> [EXERCISES TO COMPLETE]:
1. In the passage about the de.NBI cloud at JLU Giessen, find every point in time it mentions, such as a month, year or part of a year. List each one as it appears.
2. Answer these questions using the passage about the de.NBI cloud at JLU Giessen. Label each answer with the same letter.
(a) At which university was the cloud set up?
(b) How many people took part in the first de.NBI summer school?
(c) What was that summer school about?
3. Carry on the passage about the de.NBI cloud at JLU Giessen, starting right after its last sentence.

> [PASSAGE TO READ]:
· · · · · · ·

The de.NBI cloud infrastructure at Justus-Liebig-University (JLU) Giessen was successfully established in early 2017, providing large-scale computing and storage resources to users of the de.NBI network. An extension of the overall storage capacity is already underway and will be available in the first half of 2018.
After initial setup and intensive testing, the cloud at JLU Giessen was transferred to production mode in June 2017. It has already been used successfully to conduct practical sessions during the first de.NBI summer school on cloud computing for bioinformatics. On this occasion, 24 participants applied cloud computing techniques for the analysis of their own biological data sets and learned how to implement scalable bioinformatics software solutions in a cloud environment. Since its establishment, the cloud is regularly used by various cooperation partners and users of the de.NBI network to analyze their data.

· · · · · · ·

> [ENTRIES SHOWN]:
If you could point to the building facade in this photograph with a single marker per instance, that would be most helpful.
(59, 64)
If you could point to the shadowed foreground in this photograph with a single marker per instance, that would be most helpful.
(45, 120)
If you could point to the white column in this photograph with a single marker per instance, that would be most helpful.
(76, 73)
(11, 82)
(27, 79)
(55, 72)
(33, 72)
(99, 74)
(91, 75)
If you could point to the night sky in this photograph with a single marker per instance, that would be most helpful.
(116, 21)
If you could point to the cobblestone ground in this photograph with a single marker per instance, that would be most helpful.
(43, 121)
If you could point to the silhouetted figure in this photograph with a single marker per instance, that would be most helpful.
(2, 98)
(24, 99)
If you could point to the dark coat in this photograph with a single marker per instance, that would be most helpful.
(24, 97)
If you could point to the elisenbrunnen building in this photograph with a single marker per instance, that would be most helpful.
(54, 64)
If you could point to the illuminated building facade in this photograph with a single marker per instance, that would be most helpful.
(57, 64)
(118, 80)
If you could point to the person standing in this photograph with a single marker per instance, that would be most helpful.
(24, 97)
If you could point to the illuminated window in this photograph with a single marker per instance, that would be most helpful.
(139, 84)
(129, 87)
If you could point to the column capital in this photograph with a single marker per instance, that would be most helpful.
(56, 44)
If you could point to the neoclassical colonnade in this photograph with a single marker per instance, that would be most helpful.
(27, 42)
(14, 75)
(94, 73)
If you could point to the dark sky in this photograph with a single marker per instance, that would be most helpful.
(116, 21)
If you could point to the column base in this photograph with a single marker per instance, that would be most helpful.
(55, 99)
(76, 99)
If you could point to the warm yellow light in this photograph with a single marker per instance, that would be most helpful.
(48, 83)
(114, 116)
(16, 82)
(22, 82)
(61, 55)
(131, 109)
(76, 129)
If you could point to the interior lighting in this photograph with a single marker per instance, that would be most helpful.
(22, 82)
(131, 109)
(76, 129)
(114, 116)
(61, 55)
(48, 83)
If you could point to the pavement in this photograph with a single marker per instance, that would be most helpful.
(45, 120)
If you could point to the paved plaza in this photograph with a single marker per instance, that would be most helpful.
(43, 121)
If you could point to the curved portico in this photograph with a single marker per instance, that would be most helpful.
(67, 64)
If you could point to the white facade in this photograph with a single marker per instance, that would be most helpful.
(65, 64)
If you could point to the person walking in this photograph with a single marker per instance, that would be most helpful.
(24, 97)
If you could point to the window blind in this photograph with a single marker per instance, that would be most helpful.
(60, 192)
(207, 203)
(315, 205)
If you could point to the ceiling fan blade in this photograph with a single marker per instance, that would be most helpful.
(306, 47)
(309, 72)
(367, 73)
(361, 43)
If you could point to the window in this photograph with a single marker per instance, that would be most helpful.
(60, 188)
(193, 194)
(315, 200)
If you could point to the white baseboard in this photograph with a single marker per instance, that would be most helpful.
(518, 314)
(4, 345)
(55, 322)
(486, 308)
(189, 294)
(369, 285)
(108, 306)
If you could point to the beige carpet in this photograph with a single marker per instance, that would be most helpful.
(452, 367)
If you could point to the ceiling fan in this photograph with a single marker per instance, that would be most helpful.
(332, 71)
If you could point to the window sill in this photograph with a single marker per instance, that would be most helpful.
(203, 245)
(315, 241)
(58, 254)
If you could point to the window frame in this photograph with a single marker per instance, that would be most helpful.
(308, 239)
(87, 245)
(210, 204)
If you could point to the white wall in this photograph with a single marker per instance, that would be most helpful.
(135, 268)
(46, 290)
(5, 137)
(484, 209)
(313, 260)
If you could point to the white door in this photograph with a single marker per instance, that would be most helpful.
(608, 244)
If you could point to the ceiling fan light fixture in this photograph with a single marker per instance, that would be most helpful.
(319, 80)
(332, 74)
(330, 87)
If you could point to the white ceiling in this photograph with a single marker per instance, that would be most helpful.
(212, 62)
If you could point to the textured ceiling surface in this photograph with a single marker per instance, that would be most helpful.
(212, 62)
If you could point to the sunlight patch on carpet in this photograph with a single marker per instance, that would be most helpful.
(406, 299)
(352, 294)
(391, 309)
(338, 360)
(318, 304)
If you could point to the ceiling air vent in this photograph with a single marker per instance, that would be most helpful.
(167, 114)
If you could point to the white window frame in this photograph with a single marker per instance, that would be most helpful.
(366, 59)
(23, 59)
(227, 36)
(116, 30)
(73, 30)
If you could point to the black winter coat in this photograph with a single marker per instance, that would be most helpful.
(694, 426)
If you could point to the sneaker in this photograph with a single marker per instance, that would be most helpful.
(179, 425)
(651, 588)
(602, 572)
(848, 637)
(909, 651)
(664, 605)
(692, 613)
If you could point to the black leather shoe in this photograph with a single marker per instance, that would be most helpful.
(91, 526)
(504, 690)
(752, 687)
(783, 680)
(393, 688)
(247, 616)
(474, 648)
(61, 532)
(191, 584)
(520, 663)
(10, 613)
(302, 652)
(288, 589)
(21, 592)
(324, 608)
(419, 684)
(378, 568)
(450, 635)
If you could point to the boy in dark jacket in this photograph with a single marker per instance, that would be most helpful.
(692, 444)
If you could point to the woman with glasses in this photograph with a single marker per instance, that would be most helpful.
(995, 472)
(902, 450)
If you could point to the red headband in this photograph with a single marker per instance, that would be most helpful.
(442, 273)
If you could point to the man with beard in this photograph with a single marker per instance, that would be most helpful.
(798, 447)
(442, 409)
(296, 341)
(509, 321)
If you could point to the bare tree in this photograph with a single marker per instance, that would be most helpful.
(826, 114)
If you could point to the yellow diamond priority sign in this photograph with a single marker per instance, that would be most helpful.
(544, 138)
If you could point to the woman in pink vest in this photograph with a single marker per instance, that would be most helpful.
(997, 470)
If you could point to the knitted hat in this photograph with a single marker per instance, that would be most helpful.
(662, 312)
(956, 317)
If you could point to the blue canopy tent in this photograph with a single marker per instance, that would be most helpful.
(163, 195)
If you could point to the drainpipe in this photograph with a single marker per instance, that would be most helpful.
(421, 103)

· · · · · · ·

> [ANSWER SET]:
1.
early 2017
June 2017
the first half of 2018

2.
(a) Justus-Liebig-University (JLU) Giessen
(b) 24
(c) Cloud computing for bioinformatics

3.
With between 6 and 27 GB of main memory available for each CPU core, the generous equipment of the de.NBI cloud at JLU Giessen provides an ideal resource to execute tools and workflows with high memory requirements such as the assembly of large-scale metagenomes or eukaryotic genomes. Instance types with up to 3 TB of main memory and over 100 CPU cores are offered for this purpose.
The computing resources for running virtual machines are complemented by a selection of various storage solutions, including SSD-based ephemeral disks, data volumes and object storage, which can be used to store raw and intermediate data as well as the final results of bioinformatics analysis pipelines.
The de.NBI cloud team at JLU Giessen provides ready-to-use images for microbial data analysis, assembly and statistical processing. Also, we will soon offer various preselected and readily usable biological databases and sequence collections like NCBI GenBank, RefSeq, Pfam or preprocessed human genomes, which will be made available via a shared file system for immediate use. Thus, users can start analyzing their data right away without the tedious need to collect and preprocess required databases.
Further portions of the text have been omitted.